### WRITTEN EXERCISE
Beginning at the line that contains "Could you point out the black trash" and ending at the last line of the entries, write out each line exactly; include nothing outside that span.
=== THE RECORDS ===
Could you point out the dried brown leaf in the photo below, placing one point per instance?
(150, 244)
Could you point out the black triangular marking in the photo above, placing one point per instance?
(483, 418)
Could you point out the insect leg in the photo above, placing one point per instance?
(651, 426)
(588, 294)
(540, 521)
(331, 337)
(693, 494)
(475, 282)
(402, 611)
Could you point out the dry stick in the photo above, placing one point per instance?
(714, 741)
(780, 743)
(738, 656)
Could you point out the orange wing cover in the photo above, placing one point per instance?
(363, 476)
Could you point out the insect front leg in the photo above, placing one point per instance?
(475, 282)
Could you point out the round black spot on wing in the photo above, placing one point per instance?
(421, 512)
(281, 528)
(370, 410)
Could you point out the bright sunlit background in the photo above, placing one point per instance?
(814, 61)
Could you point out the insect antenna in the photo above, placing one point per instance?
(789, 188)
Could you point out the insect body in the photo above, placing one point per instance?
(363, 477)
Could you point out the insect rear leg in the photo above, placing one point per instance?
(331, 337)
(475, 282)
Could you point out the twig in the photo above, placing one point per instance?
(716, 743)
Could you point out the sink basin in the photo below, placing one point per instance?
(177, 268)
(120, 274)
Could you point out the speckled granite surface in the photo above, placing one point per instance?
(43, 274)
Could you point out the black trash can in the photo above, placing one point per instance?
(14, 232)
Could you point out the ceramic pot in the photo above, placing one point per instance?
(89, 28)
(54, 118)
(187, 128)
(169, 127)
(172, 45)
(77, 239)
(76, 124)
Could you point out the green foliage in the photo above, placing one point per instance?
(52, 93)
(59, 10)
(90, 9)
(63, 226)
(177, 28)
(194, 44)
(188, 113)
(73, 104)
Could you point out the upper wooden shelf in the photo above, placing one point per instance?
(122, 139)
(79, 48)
===
### TASK RESPONSE
Could you point out the black trash can in the photo above, placing one point per instance?
(14, 232)
Could you point out the ceramic pot in the photo above, placing one point per instance?
(89, 28)
(54, 118)
(187, 128)
(169, 127)
(172, 45)
(77, 239)
(76, 124)
Could you point out the green foliage in the photo above, placing one point per instance?
(52, 93)
(59, 10)
(90, 9)
(63, 226)
(177, 28)
(194, 44)
(188, 113)
(73, 104)
Could you point out the upper wooden shelf in the photo above, placing one point per instance?
(122, 139)
(79, 48)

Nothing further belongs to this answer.